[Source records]
▬▬▬▬▬▬▬▬▬▬

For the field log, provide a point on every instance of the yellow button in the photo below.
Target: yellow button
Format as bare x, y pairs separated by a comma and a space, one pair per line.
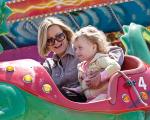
9, 68
125, 98
47, 88
27, 78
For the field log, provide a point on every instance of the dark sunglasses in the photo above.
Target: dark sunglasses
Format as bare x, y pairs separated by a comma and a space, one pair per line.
59, 37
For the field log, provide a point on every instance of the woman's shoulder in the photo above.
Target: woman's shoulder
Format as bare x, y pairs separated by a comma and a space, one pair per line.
49, 62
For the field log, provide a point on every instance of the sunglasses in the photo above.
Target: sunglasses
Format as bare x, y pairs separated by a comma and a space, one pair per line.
59, 38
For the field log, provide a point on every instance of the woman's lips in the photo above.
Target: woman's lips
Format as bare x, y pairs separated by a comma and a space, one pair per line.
58, 46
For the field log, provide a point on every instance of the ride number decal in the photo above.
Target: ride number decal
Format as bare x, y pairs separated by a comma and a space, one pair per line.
142, 83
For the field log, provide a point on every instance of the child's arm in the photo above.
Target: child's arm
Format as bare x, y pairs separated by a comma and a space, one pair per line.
110, 67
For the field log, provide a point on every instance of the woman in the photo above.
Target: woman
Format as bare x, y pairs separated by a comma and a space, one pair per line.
55, 36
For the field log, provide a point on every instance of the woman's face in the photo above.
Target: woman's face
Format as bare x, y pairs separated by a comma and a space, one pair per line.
56, 40
84, 49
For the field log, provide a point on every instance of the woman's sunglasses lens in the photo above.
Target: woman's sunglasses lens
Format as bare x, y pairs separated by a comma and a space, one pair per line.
60, 37
51, 41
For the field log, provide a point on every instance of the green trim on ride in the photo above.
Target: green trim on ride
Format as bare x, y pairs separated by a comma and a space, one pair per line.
17, 104
134, 40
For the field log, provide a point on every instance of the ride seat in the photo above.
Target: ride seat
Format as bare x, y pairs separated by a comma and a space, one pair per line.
131, 65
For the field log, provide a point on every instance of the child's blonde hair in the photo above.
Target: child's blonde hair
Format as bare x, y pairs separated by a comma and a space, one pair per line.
42, 33
94, 36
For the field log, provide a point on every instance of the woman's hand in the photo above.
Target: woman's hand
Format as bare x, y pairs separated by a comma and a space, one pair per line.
93, 80
77, 89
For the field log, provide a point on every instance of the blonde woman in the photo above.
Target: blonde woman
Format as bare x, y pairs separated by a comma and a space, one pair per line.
55, 36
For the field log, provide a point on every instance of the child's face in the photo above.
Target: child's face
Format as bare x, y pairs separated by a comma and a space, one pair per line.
84, 49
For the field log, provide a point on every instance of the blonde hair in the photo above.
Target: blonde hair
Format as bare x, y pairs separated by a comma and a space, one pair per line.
42, 33
94, 36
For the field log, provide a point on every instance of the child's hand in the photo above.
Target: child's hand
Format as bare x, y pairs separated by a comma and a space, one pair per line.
93, 80
77, 90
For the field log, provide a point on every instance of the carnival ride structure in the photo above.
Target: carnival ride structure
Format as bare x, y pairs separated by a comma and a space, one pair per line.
28, 91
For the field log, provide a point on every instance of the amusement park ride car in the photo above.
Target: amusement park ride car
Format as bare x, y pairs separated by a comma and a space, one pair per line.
28, 91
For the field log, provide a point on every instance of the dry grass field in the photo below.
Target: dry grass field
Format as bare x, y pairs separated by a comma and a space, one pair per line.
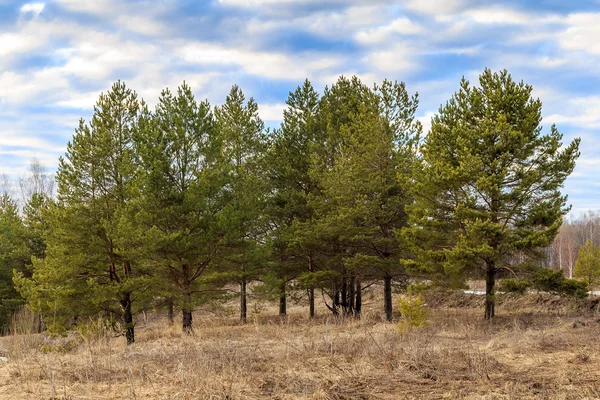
539, 347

▬▬▬▬▬▬▬▬▬▬

_EXERCISE_
Scan the lines above for "the woman in the photo above." and for "lens in the photo above.". Repeat exactly the line holding each of them and every line in between.

_WRITTEN ANSWER_
For the field log, provide a point on every instance of the woman in the photo above.
Target: woman
Format as bare x, y pairs separated by a comma and a space, one pair per line.
55, 36
For the field log, provide a point on every instance of the woman's face in the photo above.
Target: woman's face
Format as bare x, y pairs separated by a comma and a space, one pair per line.
56, 40
84, 49
For the field log, provide a point on every instance of the woman's sunglasses lens in the photo above.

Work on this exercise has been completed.